Short problem:
Please recast the stretch from the line containing "Question. Indicate one point on each instance of the teeth" through the line containing "[(417, 392), (229, 341)]" as a two-column CSV headed text and answer, with one row for each line and the answer that follows it. Wrap every field in double quotes and turn any line breaks into spaces.

[Object location annotation data]
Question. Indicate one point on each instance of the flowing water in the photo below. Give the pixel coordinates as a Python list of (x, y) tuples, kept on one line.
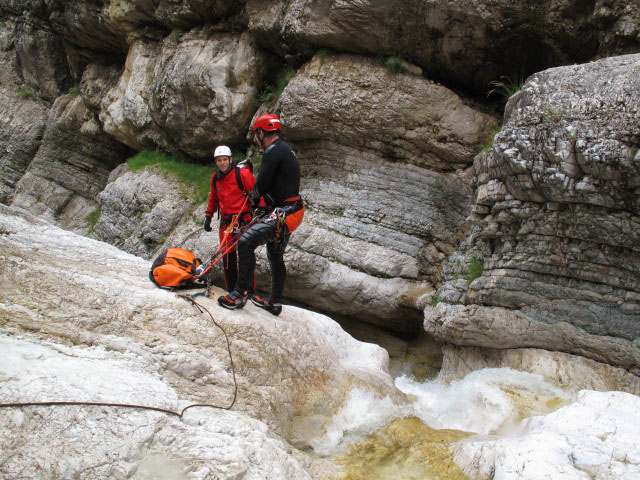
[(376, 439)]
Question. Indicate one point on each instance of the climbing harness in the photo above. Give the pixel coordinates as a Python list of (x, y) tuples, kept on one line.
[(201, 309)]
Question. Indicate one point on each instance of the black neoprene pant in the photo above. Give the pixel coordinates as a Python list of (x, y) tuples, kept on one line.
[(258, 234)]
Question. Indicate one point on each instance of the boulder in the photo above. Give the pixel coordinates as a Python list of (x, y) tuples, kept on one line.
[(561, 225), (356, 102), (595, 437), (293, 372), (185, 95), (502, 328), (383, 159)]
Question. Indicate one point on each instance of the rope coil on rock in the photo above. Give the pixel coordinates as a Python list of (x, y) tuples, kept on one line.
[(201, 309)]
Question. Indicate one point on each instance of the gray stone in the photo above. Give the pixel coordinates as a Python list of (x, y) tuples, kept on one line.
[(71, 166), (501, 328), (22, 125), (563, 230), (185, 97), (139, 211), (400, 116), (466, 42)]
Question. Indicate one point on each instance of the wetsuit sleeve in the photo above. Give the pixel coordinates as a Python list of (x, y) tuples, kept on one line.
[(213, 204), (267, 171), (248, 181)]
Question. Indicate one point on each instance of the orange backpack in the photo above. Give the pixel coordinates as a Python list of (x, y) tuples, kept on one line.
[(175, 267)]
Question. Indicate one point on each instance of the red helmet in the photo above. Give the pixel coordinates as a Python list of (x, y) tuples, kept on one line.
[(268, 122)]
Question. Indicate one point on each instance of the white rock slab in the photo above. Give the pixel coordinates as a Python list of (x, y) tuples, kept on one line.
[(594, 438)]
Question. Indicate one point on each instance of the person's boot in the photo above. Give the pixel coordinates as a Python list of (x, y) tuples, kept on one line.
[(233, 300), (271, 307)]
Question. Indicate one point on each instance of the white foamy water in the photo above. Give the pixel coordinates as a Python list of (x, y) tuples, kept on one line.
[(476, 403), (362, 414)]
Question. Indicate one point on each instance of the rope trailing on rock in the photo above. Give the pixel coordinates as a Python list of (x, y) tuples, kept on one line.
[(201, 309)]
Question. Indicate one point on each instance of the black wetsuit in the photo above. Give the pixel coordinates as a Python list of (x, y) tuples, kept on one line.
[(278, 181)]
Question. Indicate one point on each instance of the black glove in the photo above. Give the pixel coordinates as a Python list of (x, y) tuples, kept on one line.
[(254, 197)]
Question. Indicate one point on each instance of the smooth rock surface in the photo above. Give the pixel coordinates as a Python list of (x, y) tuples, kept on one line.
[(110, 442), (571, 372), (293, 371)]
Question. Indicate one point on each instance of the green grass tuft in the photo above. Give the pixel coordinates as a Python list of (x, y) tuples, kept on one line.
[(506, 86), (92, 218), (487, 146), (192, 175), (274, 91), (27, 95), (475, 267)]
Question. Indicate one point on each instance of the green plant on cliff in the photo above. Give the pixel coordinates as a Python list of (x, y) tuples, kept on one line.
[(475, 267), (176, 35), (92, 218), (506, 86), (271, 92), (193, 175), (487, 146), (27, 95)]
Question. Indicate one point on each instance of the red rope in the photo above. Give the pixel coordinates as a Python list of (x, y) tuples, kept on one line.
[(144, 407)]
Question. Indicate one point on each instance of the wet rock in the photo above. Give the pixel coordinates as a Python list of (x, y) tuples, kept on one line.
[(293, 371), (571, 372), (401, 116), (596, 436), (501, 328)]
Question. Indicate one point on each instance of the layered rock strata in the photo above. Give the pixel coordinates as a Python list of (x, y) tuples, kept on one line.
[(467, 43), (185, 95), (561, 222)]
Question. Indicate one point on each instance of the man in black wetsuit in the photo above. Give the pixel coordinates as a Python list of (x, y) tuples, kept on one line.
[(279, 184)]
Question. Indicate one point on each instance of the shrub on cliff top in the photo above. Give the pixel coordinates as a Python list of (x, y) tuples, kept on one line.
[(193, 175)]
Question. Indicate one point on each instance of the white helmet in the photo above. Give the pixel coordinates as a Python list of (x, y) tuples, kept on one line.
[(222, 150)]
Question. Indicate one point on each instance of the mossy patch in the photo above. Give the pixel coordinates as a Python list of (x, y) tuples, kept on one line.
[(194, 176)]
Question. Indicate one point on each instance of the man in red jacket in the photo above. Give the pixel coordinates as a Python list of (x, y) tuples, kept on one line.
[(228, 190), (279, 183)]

---

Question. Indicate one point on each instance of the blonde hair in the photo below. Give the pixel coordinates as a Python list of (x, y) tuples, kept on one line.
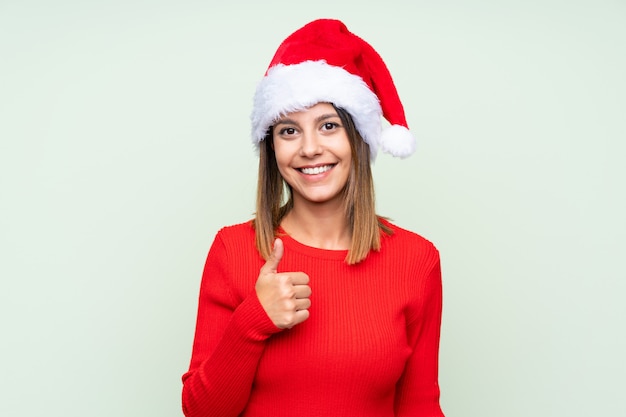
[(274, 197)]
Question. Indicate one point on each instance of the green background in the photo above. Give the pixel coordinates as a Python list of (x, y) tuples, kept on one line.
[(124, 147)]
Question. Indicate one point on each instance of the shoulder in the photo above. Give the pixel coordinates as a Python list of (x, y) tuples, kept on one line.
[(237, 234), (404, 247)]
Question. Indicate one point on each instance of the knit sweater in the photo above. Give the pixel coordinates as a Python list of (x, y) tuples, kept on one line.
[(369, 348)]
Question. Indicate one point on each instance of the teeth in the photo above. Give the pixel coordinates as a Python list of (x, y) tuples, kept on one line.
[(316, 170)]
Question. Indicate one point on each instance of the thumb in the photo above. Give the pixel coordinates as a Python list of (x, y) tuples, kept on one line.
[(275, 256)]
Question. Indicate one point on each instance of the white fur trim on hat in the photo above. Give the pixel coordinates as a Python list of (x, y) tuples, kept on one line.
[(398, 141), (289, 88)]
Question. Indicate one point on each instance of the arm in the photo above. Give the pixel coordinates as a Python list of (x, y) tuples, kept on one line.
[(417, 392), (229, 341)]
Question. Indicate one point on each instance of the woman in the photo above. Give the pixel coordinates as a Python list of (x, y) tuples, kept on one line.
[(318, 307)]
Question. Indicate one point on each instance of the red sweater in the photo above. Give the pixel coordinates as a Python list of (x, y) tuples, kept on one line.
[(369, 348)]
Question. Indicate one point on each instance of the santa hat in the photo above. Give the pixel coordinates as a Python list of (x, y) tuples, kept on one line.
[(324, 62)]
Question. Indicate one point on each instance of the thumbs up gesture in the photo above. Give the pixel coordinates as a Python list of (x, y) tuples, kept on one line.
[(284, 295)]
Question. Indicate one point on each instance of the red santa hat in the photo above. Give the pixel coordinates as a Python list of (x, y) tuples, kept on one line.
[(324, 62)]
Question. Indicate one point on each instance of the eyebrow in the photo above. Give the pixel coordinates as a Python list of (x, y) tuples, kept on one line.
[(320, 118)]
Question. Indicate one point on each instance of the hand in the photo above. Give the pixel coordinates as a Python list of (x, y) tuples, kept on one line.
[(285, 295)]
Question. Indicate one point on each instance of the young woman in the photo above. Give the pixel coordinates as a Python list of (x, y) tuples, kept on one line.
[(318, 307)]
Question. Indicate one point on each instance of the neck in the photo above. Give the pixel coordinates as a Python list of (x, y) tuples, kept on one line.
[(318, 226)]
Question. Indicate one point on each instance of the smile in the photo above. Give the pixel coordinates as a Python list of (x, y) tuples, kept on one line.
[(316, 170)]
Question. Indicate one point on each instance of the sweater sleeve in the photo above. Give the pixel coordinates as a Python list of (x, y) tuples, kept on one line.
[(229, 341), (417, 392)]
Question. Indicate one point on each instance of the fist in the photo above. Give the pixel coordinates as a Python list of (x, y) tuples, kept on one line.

Output for this task:
text,answer
"Question. Indicate one point on each instance of the teeth in the photo above. Give the pixel coordinates as a Python list of (x, y) tuples, kept on one line.","[(316, 170)]"
"Question. Indicate one point on each instance of the thumb in the photo above. Give the pixel coordinates as a Python list of (x, y) tuples, kept on one line.","[(275, 256)]"
"Question. Indicate one point on each instance of the white fur trim on hat in the photo above. Give the pixel coordinates as a Python list of (x, y) tuples, kept on one line.","[(398, 141), (289, 88)]"
"Question. Indicate one point on each instance of the arm in the photo above. Give the pixel coordinates as a Python list of (x, y) tuples, kept on one line.","[(417, 392), (229, 341)]"